### Aim of the exercise:
Please report every line from the material that contains the word "vision".

__________________________________________________

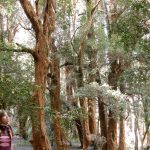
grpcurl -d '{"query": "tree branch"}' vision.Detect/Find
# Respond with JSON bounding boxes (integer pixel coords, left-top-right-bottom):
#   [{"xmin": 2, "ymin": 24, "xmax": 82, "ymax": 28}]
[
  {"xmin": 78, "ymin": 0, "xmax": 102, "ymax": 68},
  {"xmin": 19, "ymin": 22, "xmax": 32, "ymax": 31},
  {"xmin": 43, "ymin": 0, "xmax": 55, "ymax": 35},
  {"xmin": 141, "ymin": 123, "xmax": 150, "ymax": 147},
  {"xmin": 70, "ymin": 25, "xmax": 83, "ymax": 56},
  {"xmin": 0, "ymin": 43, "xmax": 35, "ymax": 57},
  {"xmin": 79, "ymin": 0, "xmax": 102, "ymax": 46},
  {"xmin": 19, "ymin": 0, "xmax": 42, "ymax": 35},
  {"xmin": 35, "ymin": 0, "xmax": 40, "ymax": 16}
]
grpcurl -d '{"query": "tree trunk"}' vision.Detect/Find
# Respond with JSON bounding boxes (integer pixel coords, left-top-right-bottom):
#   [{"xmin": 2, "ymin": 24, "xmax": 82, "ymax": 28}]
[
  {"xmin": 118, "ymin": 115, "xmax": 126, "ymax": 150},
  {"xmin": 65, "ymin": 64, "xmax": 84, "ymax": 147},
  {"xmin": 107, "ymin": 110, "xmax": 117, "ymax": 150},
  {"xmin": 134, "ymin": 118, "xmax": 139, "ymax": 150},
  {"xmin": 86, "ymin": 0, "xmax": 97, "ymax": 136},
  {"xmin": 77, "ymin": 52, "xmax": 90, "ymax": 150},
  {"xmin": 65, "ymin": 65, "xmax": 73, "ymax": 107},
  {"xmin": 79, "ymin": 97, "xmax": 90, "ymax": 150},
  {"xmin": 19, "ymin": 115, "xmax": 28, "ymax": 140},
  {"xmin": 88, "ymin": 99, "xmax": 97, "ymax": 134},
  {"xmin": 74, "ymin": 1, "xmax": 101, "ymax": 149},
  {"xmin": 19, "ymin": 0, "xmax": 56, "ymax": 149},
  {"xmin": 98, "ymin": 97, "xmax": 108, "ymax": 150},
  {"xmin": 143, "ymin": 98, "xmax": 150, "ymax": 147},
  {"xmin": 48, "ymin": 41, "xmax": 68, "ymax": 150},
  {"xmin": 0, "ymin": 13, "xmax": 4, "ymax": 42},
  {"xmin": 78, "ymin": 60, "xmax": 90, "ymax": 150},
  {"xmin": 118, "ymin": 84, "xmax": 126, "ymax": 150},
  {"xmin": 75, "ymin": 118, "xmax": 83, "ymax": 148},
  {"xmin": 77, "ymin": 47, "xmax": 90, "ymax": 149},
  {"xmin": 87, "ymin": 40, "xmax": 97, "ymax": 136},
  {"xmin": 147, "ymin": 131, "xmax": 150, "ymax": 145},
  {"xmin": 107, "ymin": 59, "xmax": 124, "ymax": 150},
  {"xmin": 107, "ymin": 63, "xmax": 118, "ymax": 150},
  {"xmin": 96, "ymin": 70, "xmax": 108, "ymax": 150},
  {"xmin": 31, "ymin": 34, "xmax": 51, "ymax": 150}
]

__________________________________________________

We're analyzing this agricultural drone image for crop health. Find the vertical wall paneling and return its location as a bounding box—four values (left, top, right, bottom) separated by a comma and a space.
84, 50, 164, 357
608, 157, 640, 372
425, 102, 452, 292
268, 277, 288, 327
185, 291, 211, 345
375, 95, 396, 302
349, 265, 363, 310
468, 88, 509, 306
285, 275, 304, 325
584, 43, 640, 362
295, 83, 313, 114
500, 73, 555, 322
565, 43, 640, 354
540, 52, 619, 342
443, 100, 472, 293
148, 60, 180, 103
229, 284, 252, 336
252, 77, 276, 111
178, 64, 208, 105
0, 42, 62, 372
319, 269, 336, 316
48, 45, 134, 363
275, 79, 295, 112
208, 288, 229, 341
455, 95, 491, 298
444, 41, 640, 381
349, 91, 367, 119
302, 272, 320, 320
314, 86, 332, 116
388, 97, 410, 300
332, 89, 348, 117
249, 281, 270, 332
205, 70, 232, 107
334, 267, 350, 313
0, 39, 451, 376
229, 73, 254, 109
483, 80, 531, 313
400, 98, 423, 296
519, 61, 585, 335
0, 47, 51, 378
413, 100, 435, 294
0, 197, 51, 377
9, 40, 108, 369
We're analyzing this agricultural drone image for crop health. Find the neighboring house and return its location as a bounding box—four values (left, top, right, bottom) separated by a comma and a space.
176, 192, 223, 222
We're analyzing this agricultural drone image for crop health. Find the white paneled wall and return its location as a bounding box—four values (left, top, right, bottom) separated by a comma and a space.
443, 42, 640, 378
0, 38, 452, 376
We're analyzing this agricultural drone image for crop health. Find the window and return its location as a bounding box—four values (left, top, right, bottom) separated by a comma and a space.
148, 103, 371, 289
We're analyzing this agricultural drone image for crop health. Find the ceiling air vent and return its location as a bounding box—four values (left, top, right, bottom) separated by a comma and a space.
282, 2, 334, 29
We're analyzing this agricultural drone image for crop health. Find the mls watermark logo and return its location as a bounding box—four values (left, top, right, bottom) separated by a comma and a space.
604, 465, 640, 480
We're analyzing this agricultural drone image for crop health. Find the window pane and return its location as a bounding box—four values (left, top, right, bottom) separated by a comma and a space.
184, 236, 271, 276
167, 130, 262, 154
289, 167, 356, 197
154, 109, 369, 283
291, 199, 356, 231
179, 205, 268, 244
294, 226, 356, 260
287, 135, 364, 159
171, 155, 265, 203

__________________________________________________

### Response to the exercise:
grpcurl -d '{"query": "tree branch"}' vision.Detect/Find
grpcurl -d '{"query": "tree trunk"}' vision.Detect/Find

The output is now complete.